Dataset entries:
+++

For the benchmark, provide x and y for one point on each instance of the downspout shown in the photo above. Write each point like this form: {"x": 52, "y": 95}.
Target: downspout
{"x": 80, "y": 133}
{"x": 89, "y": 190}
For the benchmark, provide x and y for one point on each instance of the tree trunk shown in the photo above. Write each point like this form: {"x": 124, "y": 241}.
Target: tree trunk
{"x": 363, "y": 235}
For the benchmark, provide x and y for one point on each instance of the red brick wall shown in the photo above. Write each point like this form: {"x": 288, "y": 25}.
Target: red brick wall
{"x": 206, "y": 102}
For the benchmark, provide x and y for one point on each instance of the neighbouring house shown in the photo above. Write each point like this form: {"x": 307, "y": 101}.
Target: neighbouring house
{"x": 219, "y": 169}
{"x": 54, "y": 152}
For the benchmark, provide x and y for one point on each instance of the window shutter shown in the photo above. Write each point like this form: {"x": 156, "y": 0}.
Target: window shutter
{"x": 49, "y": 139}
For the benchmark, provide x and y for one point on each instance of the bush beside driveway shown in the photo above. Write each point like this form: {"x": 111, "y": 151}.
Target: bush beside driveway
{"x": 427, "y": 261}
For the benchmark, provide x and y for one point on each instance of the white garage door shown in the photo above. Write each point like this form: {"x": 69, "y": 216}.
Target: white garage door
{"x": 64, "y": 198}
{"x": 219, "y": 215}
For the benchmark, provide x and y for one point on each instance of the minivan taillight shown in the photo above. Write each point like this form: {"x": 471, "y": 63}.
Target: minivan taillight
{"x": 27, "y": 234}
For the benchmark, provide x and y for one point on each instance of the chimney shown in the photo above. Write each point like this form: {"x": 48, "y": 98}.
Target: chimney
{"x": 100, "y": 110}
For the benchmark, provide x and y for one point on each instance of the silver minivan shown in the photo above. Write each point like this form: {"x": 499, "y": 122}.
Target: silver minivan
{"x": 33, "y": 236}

+++

Turn every line of the items above into one numbered list, and skip any blank lines.

1. For the benchmark, provide x and y for one point on each instance of the downspout shown in the photo above. Write each point like this form: {"x": 52, "y": 95}.
2. Target: downspout
3. {"x": 80, "y": 133}
4. {"x": 89, "y": 190}
5. For the benchmark, provide x and y for one point on each instance of the tree trunk shown in the photo above. Write each point like this form: {"x": 124, "y": 241}.
6. Target: tree trunk
7. {"x": 363, "y": 235}
8. For the benchmark, provide x and y for one point on each instance of the red brick wall shown in the photo above. Write each point like this form: {"x": 288, "y": 25}.
9. Target: red brick wall
10. {"x": 206, "y": 102}
11. For the benchmark, provide x and y for one point on each instance of the neighbouring house shown in the photo above. Write each point like this form: {"x": 307, "y": 101}.
12. Target: neighbouring house
13. {"x": 219, "y": 169}
14. {"x": 54, "y": 152}
15. For the benchmark, provide x and y for one point on each instance of the window shutter shown in the photo above. Write each point like this form: {"x": 156, "y": 0}.
16. Target: window shutter
17. {"x": 49, "y": 139}
18. For the benchmark, provide x and y for one point on each instance of the bush beside driveway shown in the photo above. Write each point like this form: {"x": 111, "y": 151}.
19. Target: bush beside driveway
20. {"x": 427, "y": 261}
21. For the benchmark, provide x and y for one point on each instance of the white garage door shown in the photo above. Write each point like this form: {"x": 69, "y": 216}.
22. Target: white garage door
23. {"x": 64, "y": 198}
24. {"x": 219, "y": 215}
25. For the benchmark, provide x and y for one point on each instance of the minivan taillight shown in the photo above. Write each point like this form: {"x": 471, "y": 63}.
26. Target: minivan taillight
27. {"x": 27, "y": 234}
28. For the benchmark, provide x and y for one point on each instance of the chimney shown in the photo above. Write each point like this form: {"x": 48, "y": 98}.
29. Target: chimney
30. {"x": 100, "y": 110}
31. For the benchmark, provide x and y for one point on each instance of the silver minivan shown in the photo above. Write each point like this form: {"x": 499, "y": 122}.
32. Target: silver minivan
33. {"x": 33, "y": 236}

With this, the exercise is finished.